Please return each of the items below word for word, leaving out the pictures.
•••••
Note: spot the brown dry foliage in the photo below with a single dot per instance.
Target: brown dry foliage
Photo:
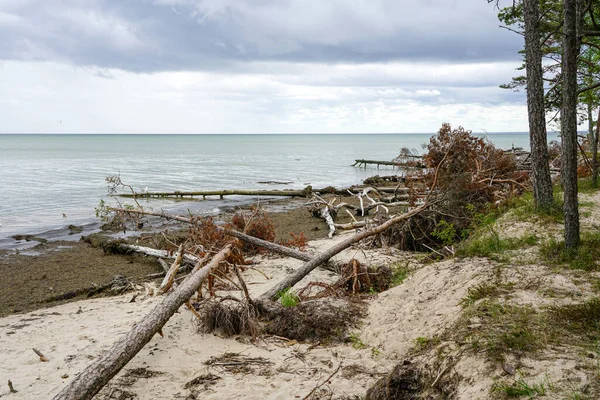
(473, 175)
(254, 223)
(299, 241)
(471, 166)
•••••
_EXPECTED ANSWER_.
Note: spot the brown dry foliage in the photo below with a single dot per instance.
Target: brown dry foliage
Photo:
(473, 175)
(254, 223)
(299, 241)
(471, 166)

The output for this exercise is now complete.